MATERIAL SHOWN>
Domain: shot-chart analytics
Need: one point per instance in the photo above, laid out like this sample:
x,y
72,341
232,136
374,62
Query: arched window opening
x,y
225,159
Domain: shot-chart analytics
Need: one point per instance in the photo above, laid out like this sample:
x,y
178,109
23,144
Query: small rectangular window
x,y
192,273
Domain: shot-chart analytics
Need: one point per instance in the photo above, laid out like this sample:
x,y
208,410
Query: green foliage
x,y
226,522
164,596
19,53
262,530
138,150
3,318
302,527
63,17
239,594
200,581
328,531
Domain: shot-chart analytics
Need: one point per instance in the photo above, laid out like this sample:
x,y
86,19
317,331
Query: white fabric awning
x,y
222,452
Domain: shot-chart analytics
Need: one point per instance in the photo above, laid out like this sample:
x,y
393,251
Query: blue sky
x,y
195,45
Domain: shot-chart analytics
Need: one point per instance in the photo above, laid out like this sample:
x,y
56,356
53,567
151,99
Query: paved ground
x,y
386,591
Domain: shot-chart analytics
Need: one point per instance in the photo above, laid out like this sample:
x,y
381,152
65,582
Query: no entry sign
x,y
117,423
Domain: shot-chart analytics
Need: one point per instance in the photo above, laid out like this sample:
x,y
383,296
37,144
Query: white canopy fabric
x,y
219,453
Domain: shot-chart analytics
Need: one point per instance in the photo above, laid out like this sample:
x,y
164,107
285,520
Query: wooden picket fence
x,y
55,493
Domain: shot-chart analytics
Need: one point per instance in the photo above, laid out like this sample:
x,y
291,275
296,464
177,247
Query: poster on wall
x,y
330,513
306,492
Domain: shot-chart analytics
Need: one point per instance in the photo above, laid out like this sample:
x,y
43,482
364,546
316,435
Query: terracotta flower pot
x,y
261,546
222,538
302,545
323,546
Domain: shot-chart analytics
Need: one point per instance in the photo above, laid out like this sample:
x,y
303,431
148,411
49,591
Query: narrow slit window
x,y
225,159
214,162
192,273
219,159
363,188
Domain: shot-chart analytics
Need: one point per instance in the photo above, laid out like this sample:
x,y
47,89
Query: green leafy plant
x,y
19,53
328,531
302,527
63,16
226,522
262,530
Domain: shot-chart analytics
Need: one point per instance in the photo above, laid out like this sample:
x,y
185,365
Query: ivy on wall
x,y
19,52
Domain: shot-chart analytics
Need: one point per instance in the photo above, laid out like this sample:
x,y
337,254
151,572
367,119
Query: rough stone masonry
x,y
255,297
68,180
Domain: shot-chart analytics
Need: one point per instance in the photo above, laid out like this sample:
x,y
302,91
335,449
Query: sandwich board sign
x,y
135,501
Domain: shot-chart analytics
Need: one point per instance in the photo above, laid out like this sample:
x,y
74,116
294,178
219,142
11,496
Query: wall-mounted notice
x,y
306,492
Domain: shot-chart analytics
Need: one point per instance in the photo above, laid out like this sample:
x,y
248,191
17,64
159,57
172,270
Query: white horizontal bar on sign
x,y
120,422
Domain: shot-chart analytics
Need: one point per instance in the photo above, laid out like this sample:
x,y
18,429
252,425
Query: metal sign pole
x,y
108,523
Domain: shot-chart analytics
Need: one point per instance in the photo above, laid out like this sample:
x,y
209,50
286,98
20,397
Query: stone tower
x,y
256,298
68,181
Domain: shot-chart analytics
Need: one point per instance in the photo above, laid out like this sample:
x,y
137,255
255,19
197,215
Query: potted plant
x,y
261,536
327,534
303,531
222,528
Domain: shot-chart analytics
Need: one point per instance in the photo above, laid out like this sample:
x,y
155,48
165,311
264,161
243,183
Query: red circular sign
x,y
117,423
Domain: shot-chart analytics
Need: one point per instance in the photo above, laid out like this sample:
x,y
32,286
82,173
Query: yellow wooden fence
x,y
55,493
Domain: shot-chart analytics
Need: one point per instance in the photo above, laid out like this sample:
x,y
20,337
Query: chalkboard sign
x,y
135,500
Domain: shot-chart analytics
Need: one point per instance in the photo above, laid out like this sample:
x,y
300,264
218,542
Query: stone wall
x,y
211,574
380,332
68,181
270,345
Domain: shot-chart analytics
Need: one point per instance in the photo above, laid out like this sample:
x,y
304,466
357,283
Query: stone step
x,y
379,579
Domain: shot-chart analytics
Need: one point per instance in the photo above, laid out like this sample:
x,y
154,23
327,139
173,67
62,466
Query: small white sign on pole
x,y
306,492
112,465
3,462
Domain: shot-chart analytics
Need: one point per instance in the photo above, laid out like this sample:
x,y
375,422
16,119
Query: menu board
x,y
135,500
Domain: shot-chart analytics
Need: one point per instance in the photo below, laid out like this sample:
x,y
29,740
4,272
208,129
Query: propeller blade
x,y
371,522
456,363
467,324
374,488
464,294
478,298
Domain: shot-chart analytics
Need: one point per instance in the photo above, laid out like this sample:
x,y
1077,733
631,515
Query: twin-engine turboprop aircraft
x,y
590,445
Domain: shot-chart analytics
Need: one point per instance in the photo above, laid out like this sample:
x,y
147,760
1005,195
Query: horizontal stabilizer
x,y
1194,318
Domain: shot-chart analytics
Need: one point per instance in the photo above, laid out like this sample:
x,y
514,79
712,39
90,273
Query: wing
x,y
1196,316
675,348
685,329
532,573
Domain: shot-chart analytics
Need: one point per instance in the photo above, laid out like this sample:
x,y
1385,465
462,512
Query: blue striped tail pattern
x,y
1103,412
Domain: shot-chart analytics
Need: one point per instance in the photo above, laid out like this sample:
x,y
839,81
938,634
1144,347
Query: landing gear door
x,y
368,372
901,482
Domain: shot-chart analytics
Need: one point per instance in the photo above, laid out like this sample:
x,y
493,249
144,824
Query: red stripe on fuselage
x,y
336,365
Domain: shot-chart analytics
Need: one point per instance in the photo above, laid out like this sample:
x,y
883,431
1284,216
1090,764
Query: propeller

WHAT YOU HAVE TO DO>
Exact copies of all the entries above are required.

TASK ANSWER>
Domain: shot-chart analytics
Need: one point per instance in the photo above, laid out like this sample:
x,y
72,341
232,136
374,62
Query: arched window opening
x,y
225,159
Domain: shot-chart analytics
Need: one point per instance in the photo above, laid out like this sample:
x,y
178,109
23,144
Query: small rectangular window
x,y
192,273
Domain: shot-chart analytics
Need: one point per instance in the photo above, laid out like this sample:
x,y
208,410
Query: green foliage
x,y
226,522
164,596
19,53
262,530
138,150
3,318
302,527
63,17
239,594
200,581
328,531
Domain: shot-chart analytics
Need: one point per instance in the photo above, laid out like this sample:
x,y
86,19
317,331
Query: white fabric awning
x,y
222,452
Domain: shot-chart analytics
Need: one point per instance in the photo above, laid out like this sample:
x,y
393,251
Query: blue sky
x,y
195,45
Domain: shot-chart analytics
Need: one point per instance in the photo above, laid out like this sample:
x,y
56,356
53,567
151,99
Query: paved ground
x,y
386,591
Domain: shot-chart analytics
Need: one point per instance in the photo above, laid out like this sample:
x,y
381,152
65,582
Query: no entry sign
x,y
117,423
Domain: shot-chart analytics
Need: one point per instance in the photo above, laid out like this sample:
x,y
383,296
37,144
Query: white canopy fabric
x,y
219,453
Domain: shot-chart analytics
Need: one point per instance in the photo above, laid out like this sample:
x,y
164,107
285,520
Query: wooden picket fence
x,y
55,493
Domain: shot-chart analytics
Need: one point per instance in the photo above, laid out like this sample:
x,y
291,275
296,464
177,247
Query: poster on wall
x,y
330,513
306,492
Domain: shot-chart analytics
Need: one point per instance in the photo above, laid out like this sample:
x,y
43,482
364,546
316,435
Query: terracotta flower pot
x,y
261,546
222,538
302,545
323,546
Domain: shot-chart analytics
Need: one point per instance in the photo above, laid out like this sample:
x,y
303,431
148,411
49,591
Query: narrow slit window
x,y
225,159
214,162
192,273
219,159
363,188
Domain: shot-chart analytics
Need: one point per instance in the photo above, laid out like this sample:
x,y
47,89
Query: green leafy plant
x,y
19,53
328,531
302,527
63,16
226,522
262,530
Domain: shot-chart analytics
Need: one point per instance in the photo above, laid out like this sample:
x,y
185,365
Query: ivy on wall
x,y
19,52
Domain: shot-chart analytics
Need: one point per instance in the photo above, laid out like this sample:
x,y
337,254
151,572
367,119
Query: rough stone masonry
x,y
255,297
68,180
Domain: shot-chart analytics
Need: one point per instance in the photo above, laid out like this sample:
x,y
302,91
335,449
Query: sandwich board sign
x,y
135,501
Domain: shot-chart analytics
Need: one point per instance in the photo above, laid out like this sample:
x,y
74,116
294,178
219,142
11,496
Query: wall-mounted notice
x,y
306,492
Domain: shot-chart analytics
Need: one point per instance in the photo above, laid out like this sample:
x,y
248,191
17,64
159,57
172,270
Query: white horizontal bar on sign
x,y
120,422
Domain: shot-chart analytics
Need: one point per instance in the photo above, laid out like this sample:
x,y
18,429
252,425
Query: metal sign pole
x,y
108,523
Domain: shot-chart analytics
Need: one point per instance in the photo above, laid out like this sample:
x,y
209,50
286,98
20,397
Query: stone tower
x,y
256,298
68,181
Domain: shot-chart analytics
Need: one point per instance in the photo above, laid out like this sample:
x,y
137,255
255,19
197,215
Query: potted plant
x,y
261,536
327,534
303,531
222,528
Domain: shot-chart analytics
Need: one point per instance in the photo above, laid out like this sample:
x,y
155,48
165,311
264,161
243,183
Query: red circular sign
x,y
117,423
Domain: shot-chart analytics
Need: one point per instance in the photo above, laid out like this sample:
x,y
32,286
82,173
Query: yellow wooden fence
x,y
55,493
Domain: shot-chart analytics
Need: one point per instance in the photo above, laid out like this sample:
x,y
20,337
Query: chalkboard sign
x,y
135,500
Domain: shot-chart analytics
Need: one point per instance in the photo above, laid out like this sample:
x,y
300,264
218,542
Query: stone wall
x,y
211,574
380,332
68,181
270,345
Domain: shot-chart analytics
Need: one point per instance in the photo above, laid out like this sample:
x,y
304,466
357,283
Query: stone step
x,y
379,579
Domain: shot-chart analytics
Need: one point per instance in the photo above, laid out like this sample:
x,y
154,23
327,139
173,67
62,466
Query: small white sign on pole
x,y
306,492
112,465
3,462
Domain: shot-chart analytics
Need: one point per instance in the photo above, laid out like this sample:
x,y
375,422
16,119
Query: menu board
x,y
135,500
Domain: shot-chart analytics
Need: one point per instance in the photo below, laid out like this sample:
x,y
29,740
4,272
208,129
Query: propeller blade
x,y
371,522
456,363
467,324
374,488
464,294
478,298
Domain: shot-chart analytics
Need: one point per instance in the photo above, laid out like this sample:
x,y
1077,733
631,515
Query: twin-engine turboprop aircraft
x,y
590,445
Domain: shot-chart analytics
Need: one point per instance in the photo above, laid out like this sample:
x,y
147,760
1005,195
Query: horizontal stabilizer
x,y
1194,318
Domain: shot-chart analytics
Need: one point per instance in the photo above, laid out like this sample:
x,y
514,79
712,39
90,273
Query: wing
x,y
1196,316
675,348
685,329
532,573
Domain: shot-chart analytics
Need: one point per instance in the photo above, laid out like this sample:
x,y
1385,465
462,512
Query: blue striped tail pattern
x,y
1103,412
Domain: shot-chart analytics
Need: one point per instance in the photo above, laid out like this sample:
x,y
839,81
938,634
1144,347
Query: landing gear door
x,y
368,372
901,482
Domain: shot-chart analytics
Need: one point per instance in the photo above, laid out like this sample:
x,y
493,249
144,824
Query: red stripe on fuselage
x,y
336,365
Domain: shot-chart analytics
Need: one point per instance in the photo above, laid out like this sample:
x,y
883,431
1284,216
1090,764
Query: propeller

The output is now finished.